As stories and coverage of border security have dominated the media landscape lately; pundits, politicians and the public alike are all seemingly divided over the proposals.
Regardless of the media outlet, debate over the the proposed wall or – more specifically – the of financing and placement for the border wall, is inescapable.
Although the government has temporarily reopened after a 35-day-shutdown—the longest in history—over lack of funding for this barrier. With no monies granted as requested by the President for this “new” border security measure, there is a side to this story that many do not know.
As reported by our partners at the Texas Tribune, the 2018 Omnibus Spending Bill was initially slated for veto by the President for failure to meet the amount he requested. However, after the government reopened on Friday, President Trump gave the go-ahead on the Bill that allocated $1 billion total for construction of new sections, and repairs of existing parts of the border wall.
According to Lorri Burnette, CEO of We are the Wall, some of that money has already been allocated for the wall in the Mission, Texas area. Lorri, a native El Pasoan, sat down with Steven Cottingham and myself for an interview on Saturday evening. That audio is available above.
She had been down in the Rio Grande Valley region since December, on a 3 month contract with the Defenders of Wildlife.
Returning to the Sun City specifically to attend Veronica Escobar’s Town Hall with the hopes of getting answers from legislators, she also joined up with Border Network for Human Rights in their march against the border wall that was held here in El Paso on Saturday afternoon.
What Lorri wants everyone to understand is that the wall construction is slated to run through land that belongs to the National Butterfly Center, Bensten-Rio Grande Valley State Park, the Lower Rio Grande Valley National Wildlife Refuge, the Historic La Lomita Mission, as well as the Jackson Family Cemetery that dates back to a time before the Civil War.
“The border between Mexico and the United States runs right through the center of the river,” says Lorri, “But the wall needs to be straight.” In order to accomplish this, the government has decided that it will begin wall construction two miles north of the river, on American soil. This grants the rest of the land, extending from the wall to the river, itself, to no one, making it a veritable “No-Man’s Land.”
How will this specifically affect those properties?
The wall will run through the 100 acres of the Butterfly Center, dividing it into two separate areas. The first 30 acres will remain on the United States side of the wall, and the remaining 70 acres will now be on the other side.
In order to continue to access the entirety of this Center, the wall will have gates that will be accessible via key code. A visitor to the Center needs only to go in and sign a paper, pay $5, and the code is given to them with no further check into their identity or citizenship status.
The same code is then used to return to the American side of the barrier. Of course, to many people, this not only seems an odd use of funding, but may also prove less secure than the Border Patrol boats, helicopters, and trucks that already constantly survey and secure the river.
For the Bensten-Rio Grande Valley State Park, things are about to change. This includes land that is used by the Girl and Boy Scout troops for camping and earning badges. The land will now end right behind the main office building of the site, with the remainder of the Park sitting in “No-Man’s Land.”
La Lomita Mission is due to be completely demolished. Built in 1889, La Lomita Chapel is named for the hillock upon which is was built. Originally, this mission served as a home base to the Oblate Missionaries that rode horseback through the Rio Grande Valley in the mid-1800s, and is the cornerstone of Mission, Texas.
+++
_Requirement 1_
Reproduce the records starting with the line containing "Kindly provide the mask of every instance of the crushed" and going on through the line containing "M 48 0 L 24", swapping "crushed plastic bottle" for "dented tin can" and leaving everything else unchanged.
The article on the border wall and the records after it are unrelated material.
+++
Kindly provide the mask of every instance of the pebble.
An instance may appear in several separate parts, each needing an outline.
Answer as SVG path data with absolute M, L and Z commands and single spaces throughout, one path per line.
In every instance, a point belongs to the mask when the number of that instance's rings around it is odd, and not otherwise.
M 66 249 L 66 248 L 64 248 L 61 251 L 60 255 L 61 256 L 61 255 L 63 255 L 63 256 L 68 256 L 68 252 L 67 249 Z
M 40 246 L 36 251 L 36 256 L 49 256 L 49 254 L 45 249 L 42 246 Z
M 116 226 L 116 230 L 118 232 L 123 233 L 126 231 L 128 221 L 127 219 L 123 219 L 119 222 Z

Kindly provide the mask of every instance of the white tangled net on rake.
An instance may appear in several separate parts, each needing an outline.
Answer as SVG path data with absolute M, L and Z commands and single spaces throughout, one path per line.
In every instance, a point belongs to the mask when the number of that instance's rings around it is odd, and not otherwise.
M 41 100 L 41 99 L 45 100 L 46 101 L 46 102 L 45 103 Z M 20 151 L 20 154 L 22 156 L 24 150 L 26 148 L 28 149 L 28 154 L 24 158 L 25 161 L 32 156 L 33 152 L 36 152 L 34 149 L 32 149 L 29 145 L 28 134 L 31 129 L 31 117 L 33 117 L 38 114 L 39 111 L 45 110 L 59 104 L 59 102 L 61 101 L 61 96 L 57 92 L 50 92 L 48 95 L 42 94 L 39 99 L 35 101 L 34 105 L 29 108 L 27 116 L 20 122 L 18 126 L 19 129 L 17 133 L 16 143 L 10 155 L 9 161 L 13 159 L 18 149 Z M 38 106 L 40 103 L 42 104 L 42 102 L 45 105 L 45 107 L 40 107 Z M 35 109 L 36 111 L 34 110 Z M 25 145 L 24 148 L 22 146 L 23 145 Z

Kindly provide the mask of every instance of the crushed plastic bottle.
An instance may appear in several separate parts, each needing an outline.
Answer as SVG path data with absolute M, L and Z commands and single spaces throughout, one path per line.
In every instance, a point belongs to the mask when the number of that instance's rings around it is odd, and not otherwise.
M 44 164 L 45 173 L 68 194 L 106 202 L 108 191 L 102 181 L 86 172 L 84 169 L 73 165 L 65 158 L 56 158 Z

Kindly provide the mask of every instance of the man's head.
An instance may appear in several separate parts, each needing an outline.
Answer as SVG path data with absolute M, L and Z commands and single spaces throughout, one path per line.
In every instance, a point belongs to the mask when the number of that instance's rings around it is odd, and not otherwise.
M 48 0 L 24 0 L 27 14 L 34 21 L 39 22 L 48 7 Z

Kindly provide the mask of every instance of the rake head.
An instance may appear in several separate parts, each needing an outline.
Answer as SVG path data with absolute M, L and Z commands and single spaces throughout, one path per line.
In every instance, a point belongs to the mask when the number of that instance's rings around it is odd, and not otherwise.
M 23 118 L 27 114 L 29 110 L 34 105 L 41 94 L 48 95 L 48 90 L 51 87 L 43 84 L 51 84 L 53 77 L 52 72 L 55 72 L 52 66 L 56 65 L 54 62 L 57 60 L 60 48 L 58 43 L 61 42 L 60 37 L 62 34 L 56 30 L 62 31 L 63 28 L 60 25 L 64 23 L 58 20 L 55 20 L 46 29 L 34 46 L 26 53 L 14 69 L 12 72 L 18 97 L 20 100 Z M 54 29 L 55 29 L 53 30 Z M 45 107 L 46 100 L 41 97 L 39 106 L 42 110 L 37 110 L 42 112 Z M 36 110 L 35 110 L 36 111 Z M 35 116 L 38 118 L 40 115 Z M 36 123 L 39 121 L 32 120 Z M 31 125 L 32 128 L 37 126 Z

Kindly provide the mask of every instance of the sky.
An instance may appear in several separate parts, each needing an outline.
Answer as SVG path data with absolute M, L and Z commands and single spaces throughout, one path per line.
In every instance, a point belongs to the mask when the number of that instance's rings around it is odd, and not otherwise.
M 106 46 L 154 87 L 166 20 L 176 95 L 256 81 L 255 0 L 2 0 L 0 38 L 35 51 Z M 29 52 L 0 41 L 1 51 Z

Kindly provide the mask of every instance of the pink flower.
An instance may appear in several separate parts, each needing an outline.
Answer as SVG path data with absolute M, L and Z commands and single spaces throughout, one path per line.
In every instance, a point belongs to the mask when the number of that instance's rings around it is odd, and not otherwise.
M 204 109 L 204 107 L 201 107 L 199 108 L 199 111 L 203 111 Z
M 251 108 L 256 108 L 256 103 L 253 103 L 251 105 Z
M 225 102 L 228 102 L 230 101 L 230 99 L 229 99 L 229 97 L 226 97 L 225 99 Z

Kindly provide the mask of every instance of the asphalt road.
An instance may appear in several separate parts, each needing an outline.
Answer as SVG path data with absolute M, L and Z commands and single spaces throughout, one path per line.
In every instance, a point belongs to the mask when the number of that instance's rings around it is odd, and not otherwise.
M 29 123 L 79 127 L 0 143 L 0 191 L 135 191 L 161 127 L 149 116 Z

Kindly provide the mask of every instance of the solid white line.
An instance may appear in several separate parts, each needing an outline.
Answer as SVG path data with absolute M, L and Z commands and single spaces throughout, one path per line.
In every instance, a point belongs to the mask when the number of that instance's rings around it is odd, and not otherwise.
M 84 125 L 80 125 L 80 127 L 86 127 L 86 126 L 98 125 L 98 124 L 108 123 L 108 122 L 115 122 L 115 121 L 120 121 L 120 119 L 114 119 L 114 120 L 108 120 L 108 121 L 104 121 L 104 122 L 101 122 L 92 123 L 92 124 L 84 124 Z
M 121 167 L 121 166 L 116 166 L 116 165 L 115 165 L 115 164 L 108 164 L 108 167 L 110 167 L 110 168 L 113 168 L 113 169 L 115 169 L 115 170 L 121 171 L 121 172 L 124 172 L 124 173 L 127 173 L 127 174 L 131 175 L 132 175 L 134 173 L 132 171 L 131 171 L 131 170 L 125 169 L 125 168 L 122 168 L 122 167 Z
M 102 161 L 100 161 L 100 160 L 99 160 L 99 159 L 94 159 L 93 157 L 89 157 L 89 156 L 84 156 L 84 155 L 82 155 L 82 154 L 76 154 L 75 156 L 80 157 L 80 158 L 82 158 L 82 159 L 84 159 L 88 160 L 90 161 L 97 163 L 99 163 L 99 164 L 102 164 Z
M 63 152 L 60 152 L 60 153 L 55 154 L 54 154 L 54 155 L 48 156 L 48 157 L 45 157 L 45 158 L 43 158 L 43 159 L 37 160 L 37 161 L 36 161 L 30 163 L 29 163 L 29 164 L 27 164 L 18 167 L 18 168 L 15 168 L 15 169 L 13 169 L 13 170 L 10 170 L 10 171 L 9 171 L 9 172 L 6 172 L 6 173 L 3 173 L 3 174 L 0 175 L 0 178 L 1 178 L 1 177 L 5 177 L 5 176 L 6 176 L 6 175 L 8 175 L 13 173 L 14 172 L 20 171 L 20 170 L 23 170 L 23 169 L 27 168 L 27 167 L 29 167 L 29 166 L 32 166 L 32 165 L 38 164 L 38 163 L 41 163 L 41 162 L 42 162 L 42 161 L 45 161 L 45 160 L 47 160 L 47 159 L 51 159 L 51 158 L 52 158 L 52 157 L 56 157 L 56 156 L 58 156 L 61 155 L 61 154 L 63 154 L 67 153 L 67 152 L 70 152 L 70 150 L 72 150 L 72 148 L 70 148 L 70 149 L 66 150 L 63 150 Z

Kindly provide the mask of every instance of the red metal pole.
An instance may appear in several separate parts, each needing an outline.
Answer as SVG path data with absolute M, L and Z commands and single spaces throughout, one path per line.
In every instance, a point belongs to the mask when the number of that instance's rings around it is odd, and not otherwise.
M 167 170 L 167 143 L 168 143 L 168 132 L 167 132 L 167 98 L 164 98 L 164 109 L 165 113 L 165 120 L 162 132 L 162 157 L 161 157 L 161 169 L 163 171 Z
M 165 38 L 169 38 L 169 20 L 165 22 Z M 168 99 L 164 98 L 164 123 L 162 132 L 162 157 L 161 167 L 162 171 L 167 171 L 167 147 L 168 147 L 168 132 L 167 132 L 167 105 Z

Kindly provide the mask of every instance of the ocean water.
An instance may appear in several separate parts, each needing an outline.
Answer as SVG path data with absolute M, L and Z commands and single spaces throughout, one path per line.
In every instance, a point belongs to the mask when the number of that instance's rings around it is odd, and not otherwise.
+++
_Requirement 2_
Pick up the article on the border wall in the Rio Grande Valley after its last sentence and keep it going.

_Output 1_
Kindly provide the mask of every instance of the dented tin can.
An instance may appear in several separate parts, each needing an outline.
Answer as SVG path data with absolute M, L and Z commands and single spaces throughout, one path per line.
In every instance, a point belongs to the mask when the number of that instance's rings around it is odd, and not otherwise.
M 44 164 L 45 173 L 68 194 L 106 202 L 108 191 L 102 181 L 86 172 L 84 169 L 73 165 L 65 158 L 56 158 Z

Kindly provide the mask of every instance of the man's head.
An instance may appear in several separate parts, each needing an outline.
Answer as SVG path data with absolute M, L and Z commands and single spaces throughout, one path per line.
In every instance, a point belongs to the mask when the number of that instance's rings around it is odd, and not otherwise.
M 48 0 L 24 0 L 27 14 L 34 21 L 39 22 L 48 7 Z

_Output 2_
Today, the chapel stands as a religious shrine and a reminder of the region’s past.
Paul Navarro, Senior Representative for Texas with the Defenders of Wildlife, was able to later verify what many are alleging: the government has bypassed or ignored laws set in place regarding construction and eminent domain.
According to Paul, studies of an area’s ecology and historical significance need to be done prior to the start of construction of any government project.
Paul alleges that no such studies have yet been done.
This leaves protected species, like the Ocelot, with no way to reach higher ground during times of massive flooding that happen during heavy monsoon months because of the new barrier. With some town’s location right next to the river, a border wall could potentially cause the runoff from yearly storms to back up into those towns, causing flooding and potential massive damage to homes and businesses.
Local residents and others say that another fact that hasn’t been taken into consideration is the land as Native America burial grounds.
If work begins in a particular area known to have once been inhabited by Native Americans and bones are found, digging is supposed to cease until it can be determined if those bones are that of Native Americans.
At that point, the bones must be carefully excavated and presented to the First Nations for proper relocation onto Native Lands.
Because these lands are considered sacred by the Native Americans, especially since bones have indeed been found, they believe many of their ancestors are buried in the Jackson Family Cemetery that is also scheduled for demolition.
In order to try to defend and protect the environment – as well as the sacred lands – the Carrizo-Comecrudo tribe of Texas, among other Native Nations, have joined in to do all they can to stop this destruction.
Currently, many other First Nations tribesmen and women are on their way from Tucson, Arizona. They will join with those already in the Rio Grande Valley at a camp that is being set up on land owned by the Jackson family, near the cemetery.
According to Lorri, many tribes from the Dakota Pipeline protest are due to arrive, as well.
“It’s history in the making, and no one is reporting about it,” she says. Between 28-30 tribes are due to arrive in the next week or so, perhaps more.
To reinforce the significance and importance of protecting the land better than Native Americans. They have created a video, shared on their Facebook page, to bring more attention to the current situation.
Retired Army Veteran Sam Williams, Chairman of the El Paso Grassroots Coalition and Independent Candidate for the 16th Congressional District, has stated that he doesn’t understand why the government wants to build a wall in an area that already has a natural barrier.
The Rio Grande river is more than 200 feet across in this area, and the water runs wild and deep. In fact, he has started a GoFundMe to raise money in order to save the La Lomita Mission.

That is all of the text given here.